§ Provided text

VD&A for 2010 increased 7% to $22 million compared to 2009. VD&A was $12.61 per BOE during 2010 compared to $12.88 per BOE during 2009. This increase in VD&A on a BOE basis resulted from higher estimated future development costs as of 2010 compared to 2009. General and administrative expense increased 21% to $15.4 million during 2010. This increase resulted from an increase in payroll expense and an increase in performance based incentive compensation for 2010.
Also during 2010 the company recorded a non-cash share based compensation on expense of $2.4 million. Interest expense decreased 41% to $3.5 million as we continued to pay down outstanding balance on our credit facility as previously mentioned. Net cash flow provided by operating activities was $45.3 million during 2010 compared to $22.5 million during 2009. Our forecasted 2011 capital expenditure budget is $59 million.
This includes expenditures of approximately $28 million for drilling 14 producing wells and two injection wells in our WTU oil field in California and $14 million for related infrastructure costs in our WTU and NWU oil fields. Additionally, we forecasted $13 million for drilling gas wells, $3 million to drill an exploratory Niobrara oil well and $2 million for infrastructure costs related to our Atlantic Rim project in Wyoming.
As I previously mentioned, we expect to fund our 2010 capital expenditure budget primarily with cash flows from operations. Our borrowing base on the credit facility is $120 million. Our next redetermination is scheduled to be completed in April of 2011. Due to our strong liquidity position and the lender’s fees associated with increasing our borrowing base we did not ask our lenders for a borrowing base increase at our last redetermination in November 2010.
As mentioned, Warren has entered into certain oil and gas price swap contracts, costless collars and NYMEX to CIG differential swap contracts. As a result, the company has locked in a minimum level of cash flow from operations. Additionally, as operator of the WTU and NWU oil assets in California and co-joint venturer of the Atlantic Rim project with Anadarko, the company has the ability to modify its capital expenditure budget as commodity and financial markets change.
We reported first quarter and full year 2011 production guidance in our press release disseminated February 15, 2011. Now let me turn the call over to Ken who will provide you with a brief operational update. Ken.
Thank you Tim. Warren’s new drilling rig is now fully assembled and has been moved over the first well location in the Wilmington Townlot Unit. We expect to spud the first well of our 2011 drilling program next week. This well will be a sinusoidal horizontal well in the upper terminal J sand formation.
The company plans to follow this well by drilling sinusoidal horizontal wells to test the upper terminal HX section and then the ranger formation. The fourth well in this program will target the potential of new tar D1A reserves on the east side of the unit and fault block 2. The company currently has no reserves booked on the tar formation on this side of the fault. Once we have finished the first four wells we have scheduled a short pause in drilling activity in order to assess the results prior to the second phase of our 2011 drilling program.
In total we plan to drill 14 producing wells and two injection wells in the WTU this year. The company has experienced delays in the process of permitting new injection wells in the WTU. The California Division of Oil Gas and Geothermal Resources adopted a more rigorous permit application process during 2010. Some time was required to accumulate, incorporate and present the additional information now required in a format that was acceptable to the California Division of Oil and Gas.

§ Records supplied
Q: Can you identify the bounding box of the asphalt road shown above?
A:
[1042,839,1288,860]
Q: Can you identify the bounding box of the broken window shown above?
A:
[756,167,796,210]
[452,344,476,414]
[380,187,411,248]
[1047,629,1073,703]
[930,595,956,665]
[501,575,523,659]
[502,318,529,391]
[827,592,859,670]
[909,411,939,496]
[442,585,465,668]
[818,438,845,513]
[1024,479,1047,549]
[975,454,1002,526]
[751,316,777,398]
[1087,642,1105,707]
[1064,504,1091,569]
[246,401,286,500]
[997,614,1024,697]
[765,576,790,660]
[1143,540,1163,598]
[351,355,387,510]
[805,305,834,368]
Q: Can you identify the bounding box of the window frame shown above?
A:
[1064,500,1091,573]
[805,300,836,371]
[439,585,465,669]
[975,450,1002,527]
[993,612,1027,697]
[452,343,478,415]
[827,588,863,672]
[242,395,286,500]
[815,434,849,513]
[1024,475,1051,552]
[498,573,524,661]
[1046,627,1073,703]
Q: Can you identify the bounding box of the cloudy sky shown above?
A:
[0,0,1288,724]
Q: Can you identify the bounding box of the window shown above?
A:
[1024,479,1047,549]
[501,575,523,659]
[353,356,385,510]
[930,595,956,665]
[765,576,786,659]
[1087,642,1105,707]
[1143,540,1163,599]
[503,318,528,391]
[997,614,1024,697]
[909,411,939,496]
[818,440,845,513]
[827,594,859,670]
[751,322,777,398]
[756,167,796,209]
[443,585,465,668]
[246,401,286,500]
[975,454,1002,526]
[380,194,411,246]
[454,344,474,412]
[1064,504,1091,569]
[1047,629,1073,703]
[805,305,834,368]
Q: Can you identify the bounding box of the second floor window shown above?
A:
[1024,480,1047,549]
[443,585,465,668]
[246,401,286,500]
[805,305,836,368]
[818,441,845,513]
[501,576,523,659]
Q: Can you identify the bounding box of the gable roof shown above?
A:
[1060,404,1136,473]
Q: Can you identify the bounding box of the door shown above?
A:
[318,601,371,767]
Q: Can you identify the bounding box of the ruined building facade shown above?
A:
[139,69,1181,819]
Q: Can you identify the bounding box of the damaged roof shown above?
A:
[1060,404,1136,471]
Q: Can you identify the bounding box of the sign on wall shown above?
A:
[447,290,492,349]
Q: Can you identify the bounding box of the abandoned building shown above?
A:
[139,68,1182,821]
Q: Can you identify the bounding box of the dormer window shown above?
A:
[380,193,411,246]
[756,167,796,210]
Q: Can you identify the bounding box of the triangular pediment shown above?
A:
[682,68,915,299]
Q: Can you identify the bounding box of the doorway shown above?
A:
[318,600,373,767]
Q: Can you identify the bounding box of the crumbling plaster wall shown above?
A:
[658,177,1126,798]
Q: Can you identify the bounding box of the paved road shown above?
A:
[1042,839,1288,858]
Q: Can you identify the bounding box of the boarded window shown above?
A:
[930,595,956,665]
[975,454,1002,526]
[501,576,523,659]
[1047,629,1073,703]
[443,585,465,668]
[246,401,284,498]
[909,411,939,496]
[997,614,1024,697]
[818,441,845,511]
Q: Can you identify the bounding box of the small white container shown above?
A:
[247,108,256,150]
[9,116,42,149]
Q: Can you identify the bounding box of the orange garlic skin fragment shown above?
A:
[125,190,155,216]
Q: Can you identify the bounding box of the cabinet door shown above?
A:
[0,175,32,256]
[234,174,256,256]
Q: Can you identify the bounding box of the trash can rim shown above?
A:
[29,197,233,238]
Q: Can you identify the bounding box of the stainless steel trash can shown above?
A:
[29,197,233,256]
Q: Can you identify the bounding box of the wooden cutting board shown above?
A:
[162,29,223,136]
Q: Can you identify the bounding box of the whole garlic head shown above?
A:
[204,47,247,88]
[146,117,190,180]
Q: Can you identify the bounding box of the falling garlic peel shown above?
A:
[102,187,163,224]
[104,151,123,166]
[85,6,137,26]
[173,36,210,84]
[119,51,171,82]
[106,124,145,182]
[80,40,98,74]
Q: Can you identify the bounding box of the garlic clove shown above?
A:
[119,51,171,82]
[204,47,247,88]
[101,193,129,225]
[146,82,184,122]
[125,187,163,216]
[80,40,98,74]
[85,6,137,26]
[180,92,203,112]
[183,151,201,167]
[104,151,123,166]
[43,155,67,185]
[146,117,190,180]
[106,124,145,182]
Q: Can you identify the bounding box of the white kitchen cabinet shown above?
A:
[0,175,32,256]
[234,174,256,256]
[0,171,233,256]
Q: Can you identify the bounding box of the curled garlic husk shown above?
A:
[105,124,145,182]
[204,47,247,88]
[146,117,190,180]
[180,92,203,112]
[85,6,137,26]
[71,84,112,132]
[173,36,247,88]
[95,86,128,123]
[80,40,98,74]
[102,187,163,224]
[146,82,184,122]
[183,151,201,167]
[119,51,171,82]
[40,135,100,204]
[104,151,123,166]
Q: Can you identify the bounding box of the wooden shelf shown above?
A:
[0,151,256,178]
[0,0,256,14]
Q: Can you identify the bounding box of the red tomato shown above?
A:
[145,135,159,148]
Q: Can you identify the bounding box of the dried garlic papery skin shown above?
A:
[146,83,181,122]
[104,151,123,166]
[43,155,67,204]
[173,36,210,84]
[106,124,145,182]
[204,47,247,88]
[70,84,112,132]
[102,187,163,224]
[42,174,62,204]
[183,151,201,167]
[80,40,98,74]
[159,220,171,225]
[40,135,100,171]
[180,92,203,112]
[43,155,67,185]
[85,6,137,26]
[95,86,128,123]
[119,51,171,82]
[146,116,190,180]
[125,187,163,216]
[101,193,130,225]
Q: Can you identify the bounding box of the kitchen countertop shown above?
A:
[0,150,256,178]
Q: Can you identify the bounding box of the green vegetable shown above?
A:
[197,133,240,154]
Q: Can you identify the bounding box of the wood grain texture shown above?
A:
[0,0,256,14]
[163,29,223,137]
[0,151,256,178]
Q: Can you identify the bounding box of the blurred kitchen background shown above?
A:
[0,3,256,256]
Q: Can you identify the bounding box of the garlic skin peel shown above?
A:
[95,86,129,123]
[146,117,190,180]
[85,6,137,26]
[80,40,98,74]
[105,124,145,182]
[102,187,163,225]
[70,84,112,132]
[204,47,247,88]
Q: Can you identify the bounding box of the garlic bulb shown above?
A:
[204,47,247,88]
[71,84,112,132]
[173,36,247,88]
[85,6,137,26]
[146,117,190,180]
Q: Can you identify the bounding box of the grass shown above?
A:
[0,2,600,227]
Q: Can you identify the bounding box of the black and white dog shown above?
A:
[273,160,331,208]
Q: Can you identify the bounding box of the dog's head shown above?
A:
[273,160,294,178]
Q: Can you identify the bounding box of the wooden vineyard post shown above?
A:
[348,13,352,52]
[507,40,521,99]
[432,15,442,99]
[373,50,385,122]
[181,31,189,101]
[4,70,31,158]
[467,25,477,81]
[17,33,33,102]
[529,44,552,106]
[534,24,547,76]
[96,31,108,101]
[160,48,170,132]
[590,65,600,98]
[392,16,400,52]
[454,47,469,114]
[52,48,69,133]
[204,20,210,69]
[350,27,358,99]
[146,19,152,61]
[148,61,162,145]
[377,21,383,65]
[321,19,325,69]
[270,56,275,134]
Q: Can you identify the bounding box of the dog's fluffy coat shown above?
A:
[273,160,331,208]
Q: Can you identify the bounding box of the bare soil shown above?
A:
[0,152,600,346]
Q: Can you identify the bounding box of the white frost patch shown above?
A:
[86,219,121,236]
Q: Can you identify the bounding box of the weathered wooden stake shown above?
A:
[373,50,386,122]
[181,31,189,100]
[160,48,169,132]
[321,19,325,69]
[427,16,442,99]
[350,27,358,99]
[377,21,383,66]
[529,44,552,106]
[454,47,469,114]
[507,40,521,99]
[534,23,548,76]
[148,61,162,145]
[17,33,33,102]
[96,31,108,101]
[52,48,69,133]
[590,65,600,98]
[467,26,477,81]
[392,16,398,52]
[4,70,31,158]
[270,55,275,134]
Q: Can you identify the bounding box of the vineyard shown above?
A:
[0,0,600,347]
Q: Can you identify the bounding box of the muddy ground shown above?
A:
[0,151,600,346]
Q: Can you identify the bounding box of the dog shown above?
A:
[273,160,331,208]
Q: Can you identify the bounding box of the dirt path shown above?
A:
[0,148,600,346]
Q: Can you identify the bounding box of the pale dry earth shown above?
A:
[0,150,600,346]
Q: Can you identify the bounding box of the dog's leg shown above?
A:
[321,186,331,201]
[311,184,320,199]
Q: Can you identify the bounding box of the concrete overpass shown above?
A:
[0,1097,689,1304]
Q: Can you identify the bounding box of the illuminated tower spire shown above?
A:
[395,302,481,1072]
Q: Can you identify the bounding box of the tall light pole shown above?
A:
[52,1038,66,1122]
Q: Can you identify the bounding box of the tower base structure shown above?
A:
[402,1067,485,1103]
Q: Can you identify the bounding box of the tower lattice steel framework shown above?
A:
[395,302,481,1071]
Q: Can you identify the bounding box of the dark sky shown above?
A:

§ Written problem
From the earnings call text, list each spending line in the forecasted 2011 capital expenditure budget with its dollar amount.

§ Written reply
- About $28 million for drilling 14 producing wells and two injection wells in the WTU oil field in California
- $14 million for related infrastructure costs in the WTU and NWU oil fields
- $13 million for drilling gas wells
- $3 million to drill an exploratory Niobrara oil well
- $2 million for infrastructure costs related to the Atlantic Rim project in Wyoming